* _AIM_: In your copy, leave out the pictures and repeat the entries below exactly.

* _DATASET EXTRACT_:
= = = = = = =
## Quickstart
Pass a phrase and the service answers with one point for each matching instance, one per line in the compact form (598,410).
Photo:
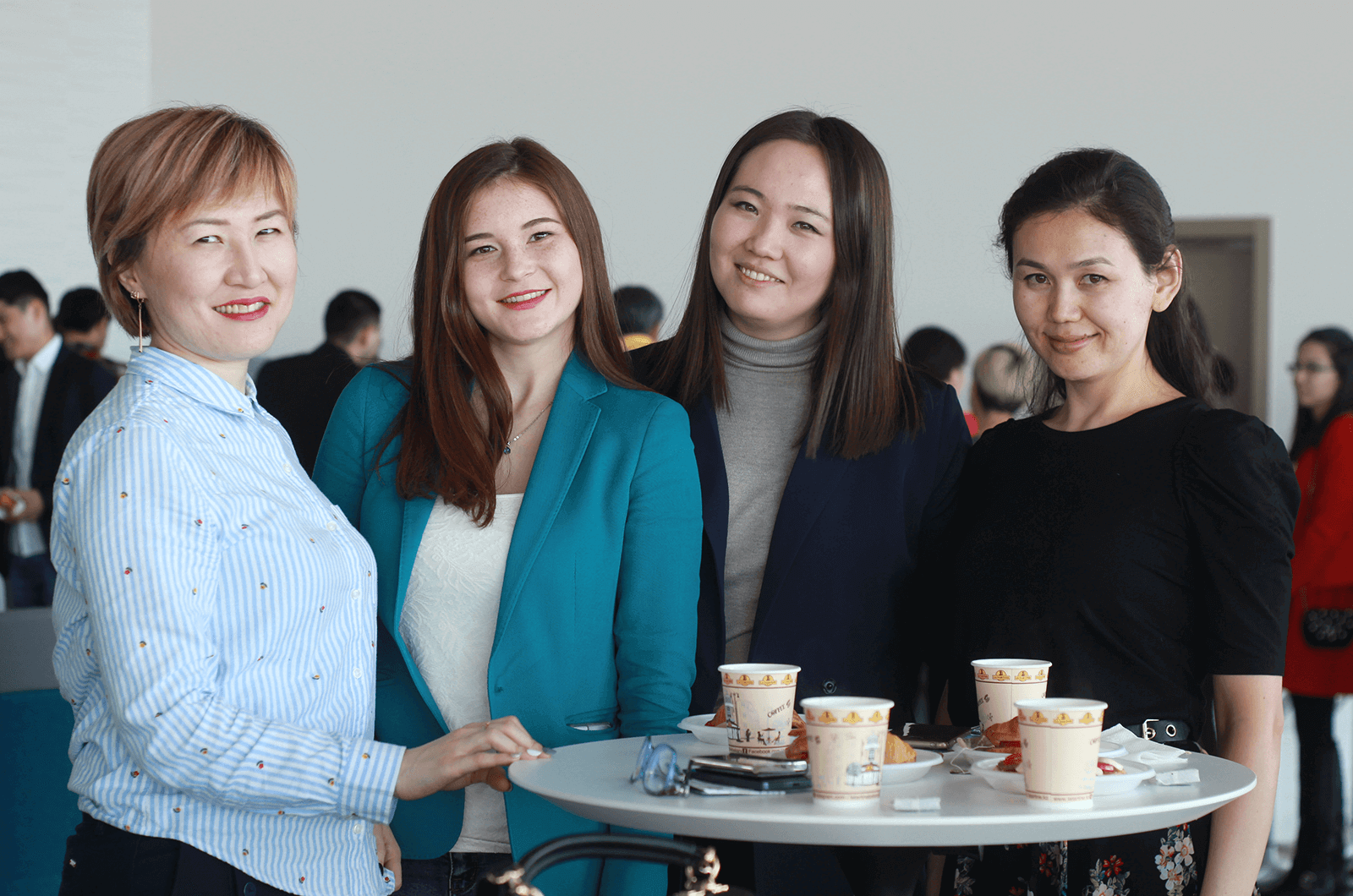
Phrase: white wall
(1241,115)
(69,72)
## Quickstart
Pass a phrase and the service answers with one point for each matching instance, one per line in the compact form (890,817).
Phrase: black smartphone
(750,783)
(753,767)
(933,736)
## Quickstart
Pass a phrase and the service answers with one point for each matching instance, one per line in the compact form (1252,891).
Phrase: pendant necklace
(507,447)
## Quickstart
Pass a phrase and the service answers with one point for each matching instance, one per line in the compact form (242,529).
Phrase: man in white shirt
(44,396)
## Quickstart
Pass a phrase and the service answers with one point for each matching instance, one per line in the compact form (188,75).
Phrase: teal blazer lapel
(417,512)
(561,448)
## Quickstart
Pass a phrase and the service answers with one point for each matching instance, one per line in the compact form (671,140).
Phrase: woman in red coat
(1323,576)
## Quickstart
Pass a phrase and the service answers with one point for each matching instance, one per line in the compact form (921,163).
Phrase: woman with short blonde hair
(214,614)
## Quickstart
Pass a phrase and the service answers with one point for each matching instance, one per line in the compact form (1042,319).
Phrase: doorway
(1228,265)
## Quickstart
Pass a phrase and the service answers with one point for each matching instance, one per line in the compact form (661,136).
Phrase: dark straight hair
(861,394)
(1309,429)
(1120,193)
(446,451)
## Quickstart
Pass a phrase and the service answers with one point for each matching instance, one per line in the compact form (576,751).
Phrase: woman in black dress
(1127,533)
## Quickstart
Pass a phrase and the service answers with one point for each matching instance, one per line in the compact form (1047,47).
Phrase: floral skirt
(1165,862)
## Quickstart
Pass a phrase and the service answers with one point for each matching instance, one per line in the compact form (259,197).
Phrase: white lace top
(448,620)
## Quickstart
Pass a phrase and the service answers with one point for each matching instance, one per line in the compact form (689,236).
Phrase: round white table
(592,780)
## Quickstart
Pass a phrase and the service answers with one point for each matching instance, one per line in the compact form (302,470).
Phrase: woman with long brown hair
(827,466)
(534,513)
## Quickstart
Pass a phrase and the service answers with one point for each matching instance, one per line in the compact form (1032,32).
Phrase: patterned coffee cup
(759,699)
(846,742)
(1000,682)
(1060,743)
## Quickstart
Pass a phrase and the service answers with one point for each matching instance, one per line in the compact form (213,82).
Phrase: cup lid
(1014,664)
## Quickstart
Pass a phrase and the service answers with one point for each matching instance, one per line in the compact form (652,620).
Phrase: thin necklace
(507,447)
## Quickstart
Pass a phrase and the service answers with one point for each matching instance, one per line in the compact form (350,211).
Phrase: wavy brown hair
(861,394)
(446,450)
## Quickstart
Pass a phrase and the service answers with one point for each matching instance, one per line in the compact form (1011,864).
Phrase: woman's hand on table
(387,853)
(473,754)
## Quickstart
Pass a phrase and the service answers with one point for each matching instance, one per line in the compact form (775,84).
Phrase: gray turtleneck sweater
(768,400)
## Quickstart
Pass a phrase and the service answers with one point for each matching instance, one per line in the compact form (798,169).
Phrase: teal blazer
(597,617)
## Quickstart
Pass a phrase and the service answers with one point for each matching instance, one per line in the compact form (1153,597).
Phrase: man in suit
(301,391)
(47,390)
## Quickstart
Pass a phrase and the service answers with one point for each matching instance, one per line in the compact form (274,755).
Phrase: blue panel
= = = = = = =
* _TASK RESPONSE_:
## Quickstart
Pass a phrase and the service answers with one point for each matching instance, one per line in the compact form (598,410).
Photo:
Phrase: white wall
(1241,115)
(69,72)
## Quickstart
Pass a phrase and the service answers with one point for each matching instance, one per line in the compact form (890,817).
Phrase: black smartphone
(750,783)
(753,767)
(933,736)
## Quickstart
Pass a phrase and the service answers with one point for each matching instance, one per line in the compact form (1252,891).
Phrase: pendant necklace
(507,447)
## Quickstart
Pass a phrase and the service answers with one point for each matching instance, one per line in the compact form (242,529).
Phrase: man in white shirt
(44,396)
## Quickstart
Pass a phrase and the service answers with one point for each matching instance, one per line in the compact form (188,75).
Phrase: teal blazer lapel
(417,512)
(561,448)
## Quickstart
Pass a phrase and the service answers with one point for each matching instance, one per line in the compact form (671,140).
Phrase: woman in red coat
(1323,576)
## Quickstart
Pass a phrase and the service answers with one point for each matching instance, one per line in the compact form (921,163).
Phrase: woman with short blonde hair
(214,614)
## Quickstart
Pass a phrase and the service answers with one point for each matching instance, one per line in the compact form (1042,319).
Phrase: doorway
(1228,265)
## Quickstart
Pass a phrase and the service answers with one point for each matching instance, one per line in the compact form (661,136).
Phrase: dark straight hair
(861,394)
(1309,429)
(1120,193)
(446,451)
## Quickstart
Pass a phrase and the service answers with one point for each matching instance, one per line in the compact form (576,751).
Phrase: woman in black dress
(1127,533)
## Quickstart
Pass a phrase and the service answers with one point for each matching instance, one per line in the compact form (1047,47).
Phrase: floral skirt
(1165,862)
## Quickstart
Pass a phrase and the service answers with one point for each matching instance, one per line in the compact form (259,197).
Phrase: white lace top
(448,620)
## Quickstart
Pass a phrase and the service answers with one point for each matching instance, one per line in the compact form (689,236).
Phrase: round white table
(592,780)
## Quickstart
Pass a phrase and the service answers with one point for each matching instance, one per line in the compact form (302,470).
Phrase: woman with long brown hair
(827,466)
(534,513)
## Quickstart
Pass a phrase and the service answers with one point for each matching instance, one per line in the compact form (1032,32).
Phrase: patterned coffee cup
(759,699)
(846,742)
(1000,682)
(1060,743)
## Quickstart
Pass a phrase and the service answers with one point for each matching instance, one per line in the compact form (213,82).
Phrase: cup lid
(1014,664)
## Quickstart
Pass a phrase and the service answers with one point for each matching instance, one per line in the compact form (652,620).
Phrase: thin necklace
(507,447)
## Quickstart
Pass a phrase and the service answers with one point for each matching instance, one per line in the compact form (350,211).
Phrase: wavy brown hair
(861,394)
(446,450)
## Quickstart
Pass a phrase and the service answers with one point for each matching instance, one per line in the compact form (1011,864).
Phrase: woman's hand on table
(387,853)
(473,754)
## Quickstart
Pass a phrase and the service answers with one point for each matching instance, one per line in the compact form (775,84).
Phrase: gray turtleneck sweater
(768,400)
## Quickstart
Pass a phrase and the service answers with one point for each matching instance, one per line in the compact form (798,169).
Phrase: teal blazer
(597,617)
## Quickstart
Pass a phrase and the service answers with one point for each matching instance, one per line in the compact form (1153,597).
Phrase: man in suit
(301,391)
(47,390)
## Quickstart
Pass a phrase and the service answers with one point for each matching instance, one per line in the compact form (274,755).
Phrase: blue panel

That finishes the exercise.